==== Text

Hello everyone
or maybe just, hello, people disposed to read my blog.
I'd lke to read your blogs but I have to click on your icons individually to see if you've written anything recently as I do not seem to have a friends' blogs and bookmarks thing to click on and see what you've all been up to.
Today I brought my laptop by the Cingular store and was informed that their cards do not as yet work with windows vista and it will likely be a month or two before a vista compatible card is available. Gads. I guess I can still hook up at truck stops. But that is not ideal, as I would lilke more privacy for visiting SG.
I did some very unsmooth trucking just before I got home. Saturday I blew out four tires on my trailer thinking that the way to unstick locked up brakes would be to pull against them. Oops wrong answer. The repair people asked me for my registration, and I looked in my permit book and couldn't find it. One of the night guys over at swift told me it was a 4x6 card from oklahoma, and the contents page of the permit book says that the registration is in a clear pocket on the inside cover of the book. The clear pocked clearly labeled registration is right there. So I thought my truck had no registration.
So after I get my truck underway again I wanted to get on 95 south towards avenel NJ, but i couldn't find a way onto 95 south, I could only see 95 north and various roads that I didn't know whether they were truckable or not. So not only do I end up going over the GWB heading north, I managed to put my truck on the lower, cars-only level. Right when I get through the toll gate, a cop pulls in front of me and stops me, directs me over to the side of the road, and and asks me for my registration and license. Well our conversation wasn't real pleasant and he gave me two summonses, one for the road fuckup and one for no registration. The next day I called the permits dept and they told me that the registration for my truck was arizona, not oklahoma, and that it was a fax copy. The faxed me another copy but before I even went into the terminal building to get it, I found it in my permit book, in alphabetical order under A. It just happens to look more or less identical to the other pemits o f all sorts that I have, and after some idiot has just told you your reg is okla you're not going to look at the ariz documnet thinking that it's going to be your registration.
Anyway, I phoned my mentor about how much fun I'd been having and he told me not to lose much sleep over it. Some source or other tells us that our first 2.86 months as truck dorivers are our hardest. Do not ask me how they came up with that number. Beginners like me are more likely to have stupid minor screw ups, whereas the experienced drivers are actually more likely to kill people, and swift's business model integrates beginning drivers. So.

========
==== Given entries

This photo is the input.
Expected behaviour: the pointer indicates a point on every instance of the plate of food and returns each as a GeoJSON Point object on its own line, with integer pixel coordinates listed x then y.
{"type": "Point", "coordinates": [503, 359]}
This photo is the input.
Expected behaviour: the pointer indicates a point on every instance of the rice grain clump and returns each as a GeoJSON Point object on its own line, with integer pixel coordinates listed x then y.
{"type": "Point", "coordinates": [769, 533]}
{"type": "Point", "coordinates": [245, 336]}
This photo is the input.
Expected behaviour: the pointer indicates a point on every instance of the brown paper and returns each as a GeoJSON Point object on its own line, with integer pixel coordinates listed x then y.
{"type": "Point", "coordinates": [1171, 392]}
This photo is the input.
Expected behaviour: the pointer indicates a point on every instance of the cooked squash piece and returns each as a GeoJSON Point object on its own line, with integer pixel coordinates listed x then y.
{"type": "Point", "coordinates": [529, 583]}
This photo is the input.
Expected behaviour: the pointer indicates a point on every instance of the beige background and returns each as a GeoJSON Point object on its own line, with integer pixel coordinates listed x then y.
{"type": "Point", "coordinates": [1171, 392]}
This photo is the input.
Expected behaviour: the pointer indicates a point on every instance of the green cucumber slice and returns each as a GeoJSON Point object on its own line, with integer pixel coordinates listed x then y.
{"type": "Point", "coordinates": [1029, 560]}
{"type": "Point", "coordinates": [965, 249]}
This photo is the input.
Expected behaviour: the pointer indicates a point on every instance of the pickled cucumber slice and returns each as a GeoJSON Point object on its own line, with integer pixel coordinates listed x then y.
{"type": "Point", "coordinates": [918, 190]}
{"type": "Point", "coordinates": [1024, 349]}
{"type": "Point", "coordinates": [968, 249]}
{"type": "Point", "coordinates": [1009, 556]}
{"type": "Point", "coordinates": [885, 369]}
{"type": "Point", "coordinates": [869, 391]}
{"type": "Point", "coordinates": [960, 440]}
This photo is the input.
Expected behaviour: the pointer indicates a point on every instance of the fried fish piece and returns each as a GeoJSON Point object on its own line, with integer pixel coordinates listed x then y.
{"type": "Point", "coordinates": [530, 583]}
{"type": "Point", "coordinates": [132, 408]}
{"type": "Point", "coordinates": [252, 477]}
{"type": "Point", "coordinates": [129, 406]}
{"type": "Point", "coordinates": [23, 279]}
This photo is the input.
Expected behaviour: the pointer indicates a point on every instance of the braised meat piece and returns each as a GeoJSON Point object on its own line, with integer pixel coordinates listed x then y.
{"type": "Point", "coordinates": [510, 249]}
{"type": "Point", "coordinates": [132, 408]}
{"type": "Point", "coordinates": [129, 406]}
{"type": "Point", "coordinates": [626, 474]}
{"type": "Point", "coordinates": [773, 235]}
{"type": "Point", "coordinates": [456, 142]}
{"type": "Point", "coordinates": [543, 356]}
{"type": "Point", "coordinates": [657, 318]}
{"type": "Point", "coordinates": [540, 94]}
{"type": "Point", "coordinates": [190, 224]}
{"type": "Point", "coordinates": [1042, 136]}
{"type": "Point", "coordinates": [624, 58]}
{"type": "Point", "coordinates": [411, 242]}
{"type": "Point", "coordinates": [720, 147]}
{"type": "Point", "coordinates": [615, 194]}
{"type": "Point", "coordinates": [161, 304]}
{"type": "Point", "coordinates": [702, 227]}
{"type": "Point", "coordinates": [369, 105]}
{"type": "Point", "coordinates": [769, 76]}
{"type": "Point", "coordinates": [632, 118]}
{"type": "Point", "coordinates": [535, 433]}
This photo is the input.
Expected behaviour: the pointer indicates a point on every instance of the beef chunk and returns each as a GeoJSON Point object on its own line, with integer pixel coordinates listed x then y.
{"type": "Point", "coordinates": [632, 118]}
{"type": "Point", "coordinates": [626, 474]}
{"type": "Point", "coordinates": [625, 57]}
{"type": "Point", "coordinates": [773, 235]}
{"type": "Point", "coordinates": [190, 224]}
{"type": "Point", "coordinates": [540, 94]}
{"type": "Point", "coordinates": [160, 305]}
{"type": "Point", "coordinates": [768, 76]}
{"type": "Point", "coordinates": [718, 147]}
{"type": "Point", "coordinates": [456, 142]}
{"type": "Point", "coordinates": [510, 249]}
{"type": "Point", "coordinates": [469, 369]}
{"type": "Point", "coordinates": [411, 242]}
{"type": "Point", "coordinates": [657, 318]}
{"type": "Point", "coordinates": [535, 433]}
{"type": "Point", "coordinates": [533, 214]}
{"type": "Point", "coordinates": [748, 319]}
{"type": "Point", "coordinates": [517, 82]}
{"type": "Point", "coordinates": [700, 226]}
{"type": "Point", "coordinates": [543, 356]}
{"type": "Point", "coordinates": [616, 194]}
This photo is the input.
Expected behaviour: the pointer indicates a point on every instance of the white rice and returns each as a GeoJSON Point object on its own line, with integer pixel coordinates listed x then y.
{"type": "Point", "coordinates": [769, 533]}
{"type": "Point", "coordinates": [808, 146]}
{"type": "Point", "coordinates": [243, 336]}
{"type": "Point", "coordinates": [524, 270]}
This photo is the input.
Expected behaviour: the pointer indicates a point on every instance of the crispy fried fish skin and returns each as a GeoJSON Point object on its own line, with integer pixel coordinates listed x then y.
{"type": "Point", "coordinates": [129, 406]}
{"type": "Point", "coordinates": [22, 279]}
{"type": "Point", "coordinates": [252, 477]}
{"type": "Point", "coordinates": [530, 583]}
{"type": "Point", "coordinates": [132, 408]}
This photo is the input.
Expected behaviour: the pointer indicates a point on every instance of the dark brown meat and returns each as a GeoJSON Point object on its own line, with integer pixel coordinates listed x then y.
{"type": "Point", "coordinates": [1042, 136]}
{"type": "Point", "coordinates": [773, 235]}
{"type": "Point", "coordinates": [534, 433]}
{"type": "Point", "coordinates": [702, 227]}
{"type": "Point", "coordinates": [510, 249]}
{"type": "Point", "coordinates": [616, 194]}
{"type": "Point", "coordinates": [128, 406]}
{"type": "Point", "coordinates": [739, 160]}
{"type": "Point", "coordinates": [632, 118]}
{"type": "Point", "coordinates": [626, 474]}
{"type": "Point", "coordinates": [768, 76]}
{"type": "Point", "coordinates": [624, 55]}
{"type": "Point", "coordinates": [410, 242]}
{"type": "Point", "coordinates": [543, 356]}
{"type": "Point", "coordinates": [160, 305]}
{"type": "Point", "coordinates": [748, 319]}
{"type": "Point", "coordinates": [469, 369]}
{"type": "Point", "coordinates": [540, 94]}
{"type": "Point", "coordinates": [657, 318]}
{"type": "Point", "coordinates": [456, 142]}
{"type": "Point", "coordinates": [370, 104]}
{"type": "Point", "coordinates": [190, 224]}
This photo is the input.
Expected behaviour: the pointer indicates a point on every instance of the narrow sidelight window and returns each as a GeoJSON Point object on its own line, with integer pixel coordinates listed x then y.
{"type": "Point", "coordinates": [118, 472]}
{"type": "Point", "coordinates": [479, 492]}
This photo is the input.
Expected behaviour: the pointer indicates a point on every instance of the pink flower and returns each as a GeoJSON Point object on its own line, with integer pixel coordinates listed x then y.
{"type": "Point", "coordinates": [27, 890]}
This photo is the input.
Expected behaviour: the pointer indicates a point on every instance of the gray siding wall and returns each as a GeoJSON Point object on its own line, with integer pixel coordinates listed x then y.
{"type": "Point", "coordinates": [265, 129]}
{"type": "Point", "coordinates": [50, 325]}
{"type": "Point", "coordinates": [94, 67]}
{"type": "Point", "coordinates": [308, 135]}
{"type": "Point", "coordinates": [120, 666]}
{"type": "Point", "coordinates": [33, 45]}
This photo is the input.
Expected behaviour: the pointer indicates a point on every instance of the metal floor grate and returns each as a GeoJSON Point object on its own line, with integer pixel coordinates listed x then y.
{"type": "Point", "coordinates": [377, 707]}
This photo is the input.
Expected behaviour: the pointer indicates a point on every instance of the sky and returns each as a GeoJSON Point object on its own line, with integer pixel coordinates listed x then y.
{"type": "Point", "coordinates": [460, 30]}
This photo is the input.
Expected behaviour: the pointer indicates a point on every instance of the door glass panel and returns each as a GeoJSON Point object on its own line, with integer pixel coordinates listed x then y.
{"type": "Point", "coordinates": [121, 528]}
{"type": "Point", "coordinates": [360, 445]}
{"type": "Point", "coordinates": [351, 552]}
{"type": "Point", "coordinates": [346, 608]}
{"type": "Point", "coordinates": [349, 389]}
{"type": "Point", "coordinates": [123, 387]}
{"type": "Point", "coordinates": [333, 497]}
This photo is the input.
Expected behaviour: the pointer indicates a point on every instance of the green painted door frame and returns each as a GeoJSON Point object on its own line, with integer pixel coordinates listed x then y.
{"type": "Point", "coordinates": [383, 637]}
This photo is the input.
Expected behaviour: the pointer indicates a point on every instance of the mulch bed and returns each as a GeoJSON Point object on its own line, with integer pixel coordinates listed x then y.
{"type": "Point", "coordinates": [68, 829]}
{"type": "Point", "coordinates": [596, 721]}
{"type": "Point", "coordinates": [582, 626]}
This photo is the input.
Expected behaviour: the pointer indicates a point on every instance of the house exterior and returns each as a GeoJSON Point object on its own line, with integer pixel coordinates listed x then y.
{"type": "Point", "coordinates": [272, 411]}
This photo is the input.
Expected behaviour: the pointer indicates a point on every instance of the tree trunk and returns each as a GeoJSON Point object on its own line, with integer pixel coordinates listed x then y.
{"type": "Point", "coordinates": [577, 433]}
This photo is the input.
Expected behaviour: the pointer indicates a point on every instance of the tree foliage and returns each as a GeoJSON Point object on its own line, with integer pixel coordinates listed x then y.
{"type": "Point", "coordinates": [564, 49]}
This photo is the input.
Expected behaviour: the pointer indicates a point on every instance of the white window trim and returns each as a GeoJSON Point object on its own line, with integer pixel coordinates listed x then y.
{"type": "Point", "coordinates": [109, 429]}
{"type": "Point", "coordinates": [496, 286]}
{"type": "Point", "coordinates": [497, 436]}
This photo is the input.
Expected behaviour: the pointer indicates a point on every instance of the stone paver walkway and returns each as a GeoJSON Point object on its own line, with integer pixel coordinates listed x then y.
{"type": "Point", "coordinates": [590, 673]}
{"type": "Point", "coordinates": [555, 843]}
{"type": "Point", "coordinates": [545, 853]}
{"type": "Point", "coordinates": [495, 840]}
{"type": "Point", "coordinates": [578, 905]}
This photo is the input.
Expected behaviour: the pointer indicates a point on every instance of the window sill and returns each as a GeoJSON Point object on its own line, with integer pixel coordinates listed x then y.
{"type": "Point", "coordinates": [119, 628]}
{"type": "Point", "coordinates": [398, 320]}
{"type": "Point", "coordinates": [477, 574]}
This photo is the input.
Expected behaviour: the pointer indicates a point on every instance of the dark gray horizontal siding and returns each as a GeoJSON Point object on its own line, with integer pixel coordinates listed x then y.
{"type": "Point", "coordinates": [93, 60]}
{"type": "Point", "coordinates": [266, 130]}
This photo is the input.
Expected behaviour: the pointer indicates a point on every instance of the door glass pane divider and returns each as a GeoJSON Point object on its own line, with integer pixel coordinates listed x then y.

========

▸ **Aim**
Name each U.S. state that the blog post mentions.

▸ **The result**
Oklahoma, Arizona, New Jersey